**EXERCISE GOAL**
Starting at the line with "Each <instance> block" and going on through the line with "positive clicks: (22, 81)", reproduce each line in the records below exactly and nothing more.

**DATA TO EXAMINE**
☆ ☆ ☆ ☆ ☆
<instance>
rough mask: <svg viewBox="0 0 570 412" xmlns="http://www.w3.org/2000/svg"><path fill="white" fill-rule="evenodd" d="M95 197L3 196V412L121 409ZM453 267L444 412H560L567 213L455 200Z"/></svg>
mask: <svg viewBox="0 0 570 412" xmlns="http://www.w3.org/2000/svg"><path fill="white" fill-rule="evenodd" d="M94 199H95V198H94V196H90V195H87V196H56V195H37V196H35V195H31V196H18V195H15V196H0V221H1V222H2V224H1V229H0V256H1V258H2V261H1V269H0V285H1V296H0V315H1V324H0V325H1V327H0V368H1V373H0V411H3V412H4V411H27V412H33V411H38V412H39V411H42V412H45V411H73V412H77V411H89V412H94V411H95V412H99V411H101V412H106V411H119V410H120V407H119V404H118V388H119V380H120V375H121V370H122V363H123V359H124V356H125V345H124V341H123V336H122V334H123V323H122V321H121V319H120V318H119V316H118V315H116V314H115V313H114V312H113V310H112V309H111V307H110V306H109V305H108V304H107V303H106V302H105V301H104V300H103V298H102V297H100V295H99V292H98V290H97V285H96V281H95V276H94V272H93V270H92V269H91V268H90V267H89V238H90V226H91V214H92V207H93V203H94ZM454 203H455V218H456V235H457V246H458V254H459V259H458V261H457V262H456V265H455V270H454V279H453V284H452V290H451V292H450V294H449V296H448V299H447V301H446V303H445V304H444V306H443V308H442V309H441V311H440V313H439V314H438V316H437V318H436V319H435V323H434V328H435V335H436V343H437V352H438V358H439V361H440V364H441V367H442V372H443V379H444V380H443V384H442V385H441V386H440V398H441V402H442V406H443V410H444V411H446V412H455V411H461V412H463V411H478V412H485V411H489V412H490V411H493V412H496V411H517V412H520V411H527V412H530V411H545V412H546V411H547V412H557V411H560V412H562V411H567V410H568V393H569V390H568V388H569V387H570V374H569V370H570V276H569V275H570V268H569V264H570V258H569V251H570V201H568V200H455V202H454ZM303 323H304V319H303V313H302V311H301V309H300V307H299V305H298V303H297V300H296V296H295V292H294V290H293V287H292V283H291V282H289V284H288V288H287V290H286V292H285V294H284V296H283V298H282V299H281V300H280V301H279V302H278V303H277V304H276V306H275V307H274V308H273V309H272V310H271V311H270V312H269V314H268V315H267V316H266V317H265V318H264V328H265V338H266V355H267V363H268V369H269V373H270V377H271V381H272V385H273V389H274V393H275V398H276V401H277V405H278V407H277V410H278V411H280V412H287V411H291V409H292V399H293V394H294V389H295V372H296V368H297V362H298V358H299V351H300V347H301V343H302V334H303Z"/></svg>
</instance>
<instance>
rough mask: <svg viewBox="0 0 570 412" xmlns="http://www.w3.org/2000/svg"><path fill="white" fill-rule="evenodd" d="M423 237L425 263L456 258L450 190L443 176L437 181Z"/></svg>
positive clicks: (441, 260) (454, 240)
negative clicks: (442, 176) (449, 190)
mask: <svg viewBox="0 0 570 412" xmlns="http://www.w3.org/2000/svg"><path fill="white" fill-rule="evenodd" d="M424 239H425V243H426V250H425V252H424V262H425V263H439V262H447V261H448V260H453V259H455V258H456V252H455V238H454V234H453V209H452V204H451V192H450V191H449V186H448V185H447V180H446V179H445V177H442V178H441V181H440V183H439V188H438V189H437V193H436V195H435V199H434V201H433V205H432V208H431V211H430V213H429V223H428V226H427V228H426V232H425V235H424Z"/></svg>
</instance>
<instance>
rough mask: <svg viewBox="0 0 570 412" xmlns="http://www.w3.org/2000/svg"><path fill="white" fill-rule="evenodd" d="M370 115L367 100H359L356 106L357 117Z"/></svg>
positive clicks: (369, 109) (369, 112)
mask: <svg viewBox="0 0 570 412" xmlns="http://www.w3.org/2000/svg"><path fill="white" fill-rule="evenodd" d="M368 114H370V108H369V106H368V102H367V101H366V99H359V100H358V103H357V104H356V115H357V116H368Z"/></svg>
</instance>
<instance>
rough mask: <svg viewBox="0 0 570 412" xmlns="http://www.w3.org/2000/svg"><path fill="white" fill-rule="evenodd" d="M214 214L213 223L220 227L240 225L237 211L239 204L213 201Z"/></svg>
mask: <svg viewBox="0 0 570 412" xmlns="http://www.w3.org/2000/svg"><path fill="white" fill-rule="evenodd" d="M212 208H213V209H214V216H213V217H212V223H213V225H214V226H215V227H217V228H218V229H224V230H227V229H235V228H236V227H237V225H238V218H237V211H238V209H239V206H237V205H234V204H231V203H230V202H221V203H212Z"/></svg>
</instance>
☆ ☆ ☆ ☆ ☆
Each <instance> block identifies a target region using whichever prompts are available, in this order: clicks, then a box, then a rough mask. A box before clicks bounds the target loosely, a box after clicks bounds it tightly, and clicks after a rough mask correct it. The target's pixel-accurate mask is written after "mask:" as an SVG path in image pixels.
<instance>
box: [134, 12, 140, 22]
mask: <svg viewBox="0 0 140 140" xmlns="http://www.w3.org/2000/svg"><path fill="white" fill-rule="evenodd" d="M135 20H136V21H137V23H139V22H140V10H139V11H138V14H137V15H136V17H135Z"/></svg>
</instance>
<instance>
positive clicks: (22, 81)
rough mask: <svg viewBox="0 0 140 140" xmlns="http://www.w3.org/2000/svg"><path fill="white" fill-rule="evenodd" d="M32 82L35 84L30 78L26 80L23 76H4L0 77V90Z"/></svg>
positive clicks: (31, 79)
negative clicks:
☆ ☆ ☆ ☆ ☆
**RESPONSE**
Each <instance> block identifies a target region using whichever prompts are available, in this order: clicks, then a box, then a rough mask. A box before clicks bounds the target loosely, a box after clicks bounds it tightly, and clicks after a rough mask correct it. The target's pixel-accurate mask is written after "mask:" as an SVG path in image pixels.
<instance>
box: [134, 12, 140, 22]
mask: <svg viewBox="0 0 140 140" xmlns="http://www.w3.org/2000/svg"><path fill="white" fill-rule="evenodd" d="M135 20H136V21H137V23H139V22H140V10H139V11H138V14H137V15H136V17H135Z"/></svg>
</instance>
<instance>
positive clicks: (22, 81)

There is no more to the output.